**Verilen metin:**
İş bugün öyle bir noktaya dayanmıştır ki, ülkeler peşi sıra parlamentolarında sözde soykırım uydurmasını kabul eden yasal adım atmakta ve bazıları bununla da yetinmeyerek soykırımı inkâr edenlere cezai yaptırım dahi uygulayabilmektedir.

Nitekim Fransa’nın, sözde Ermeni soykırım iddialarını kabul etmeyenlere ceza verilmesini öngören ve nihayetinde bu ülkenin Senatosu tarafından geçtiğimiz ay tasdik edilen kararı bunlardan yalnızca birisidir.

Beklentimiz Fransa Parlamentosundaki yanlış hesabın, bu ülkenin Anayasa Konseyi’nden dönmesi ve ihtiraslarından dolayı bilinci kaybolan Sarkozy’nin giderayak dersini almasıdır.

Hiçbir şekilde makul ve izah edilebilir olmayan bir husus da Fransa’nın, Karabağ meselesini çözmek için kurulan MİNSK grubunda hala üye olarak varlığını sürdürmesidir.

Söz konusu çelişkinin aşılarak, tarafsızlığını yitiren bu ülkenin MİNSK üyeliğinden ayrılması ve çıkarılması acilen yerine getirilmelidir.

İfade etmek isterim ki, Kafkaslardaki istikrar ve düzen Yukarı Karabağ işgali son bulmadıktan ve Ermeni eziyeti bitmedikten sonra tam olarak sağlanamayacaktır.

Bu kapsamda olmak üzere, konuyla ilgili partimizin teklif ve önerileri şu ana başlıklar altında toplanmaktadır.

1-      Ermenistan silahlı unsurları Karabağ etrafındaki yedi reyondan önşartsız geri çekilmeli, burada Azerbaycan egemenliği yeniden tesis edilmelidir.

2-      Yukarı Karabağ’ın işgal ve esaret altına alınmasından sonra mülteci ve göçmen durumuna düşen soydaşlarımızın evlerine dönmesi, topraklarına kavuşması ve zararlarının ödenmesi mutlaka temin edilmelidir.

3-      Karabağ meselesinin çözümü amacıyla kurulan ‘MİNSK’ üçlüsünün yıllardır süreci oyalamaktan, sündürmekten ve küresel güç merkezlerinin karşılıklı stratejik avantajları ve hedefleri uğruna Karabağ’ı alet etmekten başka bir işe yaramadığı üzeri bastırılamayacak bir gerçektir.

[Koordinat etiketleme verileri]
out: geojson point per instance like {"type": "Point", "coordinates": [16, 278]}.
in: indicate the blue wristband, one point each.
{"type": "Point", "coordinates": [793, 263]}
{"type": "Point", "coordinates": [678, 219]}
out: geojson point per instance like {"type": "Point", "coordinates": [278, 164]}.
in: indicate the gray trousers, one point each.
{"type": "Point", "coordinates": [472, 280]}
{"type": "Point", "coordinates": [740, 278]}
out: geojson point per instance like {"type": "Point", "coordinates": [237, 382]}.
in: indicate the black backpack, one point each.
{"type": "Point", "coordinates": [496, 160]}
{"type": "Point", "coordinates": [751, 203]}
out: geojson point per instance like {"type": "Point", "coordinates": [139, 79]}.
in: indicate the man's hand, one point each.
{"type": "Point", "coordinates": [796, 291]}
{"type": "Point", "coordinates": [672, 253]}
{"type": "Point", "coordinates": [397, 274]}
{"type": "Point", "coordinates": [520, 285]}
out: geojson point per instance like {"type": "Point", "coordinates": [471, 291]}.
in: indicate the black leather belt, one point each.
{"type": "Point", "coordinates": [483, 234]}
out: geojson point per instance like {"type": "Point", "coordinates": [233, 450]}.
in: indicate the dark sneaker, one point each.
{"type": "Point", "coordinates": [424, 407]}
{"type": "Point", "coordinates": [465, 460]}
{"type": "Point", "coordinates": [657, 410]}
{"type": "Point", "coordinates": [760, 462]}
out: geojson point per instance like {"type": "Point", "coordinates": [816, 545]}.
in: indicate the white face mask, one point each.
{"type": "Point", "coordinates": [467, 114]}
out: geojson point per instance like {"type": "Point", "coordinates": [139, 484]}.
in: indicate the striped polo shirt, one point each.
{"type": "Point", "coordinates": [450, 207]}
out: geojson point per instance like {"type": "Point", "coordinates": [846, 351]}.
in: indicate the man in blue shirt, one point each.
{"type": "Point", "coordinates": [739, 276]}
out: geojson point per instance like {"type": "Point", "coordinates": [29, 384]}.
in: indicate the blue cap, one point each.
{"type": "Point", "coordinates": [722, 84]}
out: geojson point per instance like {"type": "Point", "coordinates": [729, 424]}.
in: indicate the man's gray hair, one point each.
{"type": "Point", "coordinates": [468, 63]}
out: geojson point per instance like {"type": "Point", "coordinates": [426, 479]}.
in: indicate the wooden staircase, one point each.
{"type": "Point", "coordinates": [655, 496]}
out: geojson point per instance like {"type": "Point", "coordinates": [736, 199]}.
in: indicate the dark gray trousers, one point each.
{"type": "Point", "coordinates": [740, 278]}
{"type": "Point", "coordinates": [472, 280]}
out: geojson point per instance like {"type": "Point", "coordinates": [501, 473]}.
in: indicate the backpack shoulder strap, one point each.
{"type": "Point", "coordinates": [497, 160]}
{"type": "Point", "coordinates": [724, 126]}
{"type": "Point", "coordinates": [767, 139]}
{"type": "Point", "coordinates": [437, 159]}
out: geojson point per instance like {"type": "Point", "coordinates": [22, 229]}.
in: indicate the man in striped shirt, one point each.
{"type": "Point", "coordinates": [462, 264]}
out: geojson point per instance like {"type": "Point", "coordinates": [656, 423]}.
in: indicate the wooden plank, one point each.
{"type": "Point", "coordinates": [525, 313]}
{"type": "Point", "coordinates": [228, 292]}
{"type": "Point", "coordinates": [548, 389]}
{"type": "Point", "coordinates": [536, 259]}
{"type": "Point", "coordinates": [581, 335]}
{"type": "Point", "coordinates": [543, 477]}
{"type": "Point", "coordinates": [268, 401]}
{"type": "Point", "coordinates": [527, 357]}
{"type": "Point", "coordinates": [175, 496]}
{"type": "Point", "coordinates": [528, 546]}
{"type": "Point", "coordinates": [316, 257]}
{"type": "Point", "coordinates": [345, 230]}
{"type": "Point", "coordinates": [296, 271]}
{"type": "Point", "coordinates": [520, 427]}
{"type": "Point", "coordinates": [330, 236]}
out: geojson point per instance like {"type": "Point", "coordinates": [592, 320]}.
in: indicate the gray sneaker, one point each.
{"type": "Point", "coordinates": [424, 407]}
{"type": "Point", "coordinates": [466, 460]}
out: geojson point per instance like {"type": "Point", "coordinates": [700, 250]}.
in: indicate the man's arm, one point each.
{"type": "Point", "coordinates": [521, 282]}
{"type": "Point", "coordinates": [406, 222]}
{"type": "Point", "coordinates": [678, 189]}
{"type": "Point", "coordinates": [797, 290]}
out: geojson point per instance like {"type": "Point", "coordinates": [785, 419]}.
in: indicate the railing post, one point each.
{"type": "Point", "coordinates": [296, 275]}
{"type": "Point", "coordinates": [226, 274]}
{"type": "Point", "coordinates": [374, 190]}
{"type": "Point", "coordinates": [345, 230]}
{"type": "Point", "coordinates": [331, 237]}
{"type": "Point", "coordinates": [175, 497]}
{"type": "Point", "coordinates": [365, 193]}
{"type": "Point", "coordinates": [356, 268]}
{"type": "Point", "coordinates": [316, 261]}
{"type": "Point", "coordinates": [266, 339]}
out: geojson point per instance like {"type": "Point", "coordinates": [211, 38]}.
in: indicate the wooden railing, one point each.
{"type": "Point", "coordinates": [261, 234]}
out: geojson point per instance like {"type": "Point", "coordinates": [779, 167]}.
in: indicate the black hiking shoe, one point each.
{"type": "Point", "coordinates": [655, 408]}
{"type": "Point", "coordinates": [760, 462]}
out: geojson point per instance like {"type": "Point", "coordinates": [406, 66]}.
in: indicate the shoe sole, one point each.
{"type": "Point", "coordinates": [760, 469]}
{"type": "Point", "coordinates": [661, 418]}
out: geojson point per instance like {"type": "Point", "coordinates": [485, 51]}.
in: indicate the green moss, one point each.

**Görev listesi:**
(A) Karabağ konulu metindeki “Yukarı Karabağ’ın işgal ve esaret” sözleriyle başlayan maddeyi, ana bilgilerini koruyarak kısa bir liste hâlinde yeniden yazın.
(B) Aşağıdaki soruları Karabağ konulu metne göre yanıtlayın ve her cevabı sorudaki işaretle başlatın.
(i) Ermeni soykırım iddialarını kabul etmeyenlere ceza öngören kararı Fransa’da geçtiğimiz ay hangi kurum tasdik etmiştir?
(ii) Fransa, Karabağ meselesini çözmek için kurulan hangi grupta hâlâ üyedir?
(iii) Ermenistan silahlı unsurlarının Karabağ etrafındaki kaç reyondan geri çekilmesi istenmektedir?
(C) Karabağ konulu metni kaldığı yerden sürdürün.

**Cevaplar aşağıda:**
(A)
- Yukarı Karabağ’ın işgal ve esaret altına alınmasından sonra soydaşlar mülteci ve göçmen durumuna düşmüştür.
- Bu kişilerin evlerine dönmesi mutlaka sağlanmalıdır.
- Topraklarına kavuşmaları mutlaka sağlanmalıdır.
- Zararlarının ödenmesi mutlaka sağlanmalıdır.

(B)
(i) Fransa Senatosu.
(ii) MİNSK grubu.
(iii) Yedi reyondan.

(C)
Bu itibarla yeni bir Keşmir vakasına neden olmamak için, en başta ülkemiz olmak üzere, bölgesel aktörler ve taraflar inisiyatif almalı ve sürece müdahil olmalıdır.

Diyebilirim ki, Yukarı Karabağ huzura ermeden, Hocalı’nın gözyaşları silinmeden hiçbirimize huzur ve rahat yüzü yoktur.

Kim ne yaparsa yapsın, hangi oyun ve senaryoya başvurursa vursun, Allah’ın izniyle Hocalı Türk’tür ve Türk kalacaktır.

Türk milletinin adını soykırımla yan yana getirme arayışında olanlar ve 1915 olaylarıyla ilgili hesap sormaya cüretkâr bir şekilde yeltenen mihraklar, tarihi gerçekleri saptırmayı bıraksınlar da önce Hocalı’nın pişmanlığını göstersinler ve Ermeni vahşiliğini itiraf etsinler.

  • “Hepimizi Ermeniyiz” diyen Erivan uşakları, sözüm sizedir.
  • Diasporanın gönüllü ve güdümlü elçileri çağrım size yöneliktir.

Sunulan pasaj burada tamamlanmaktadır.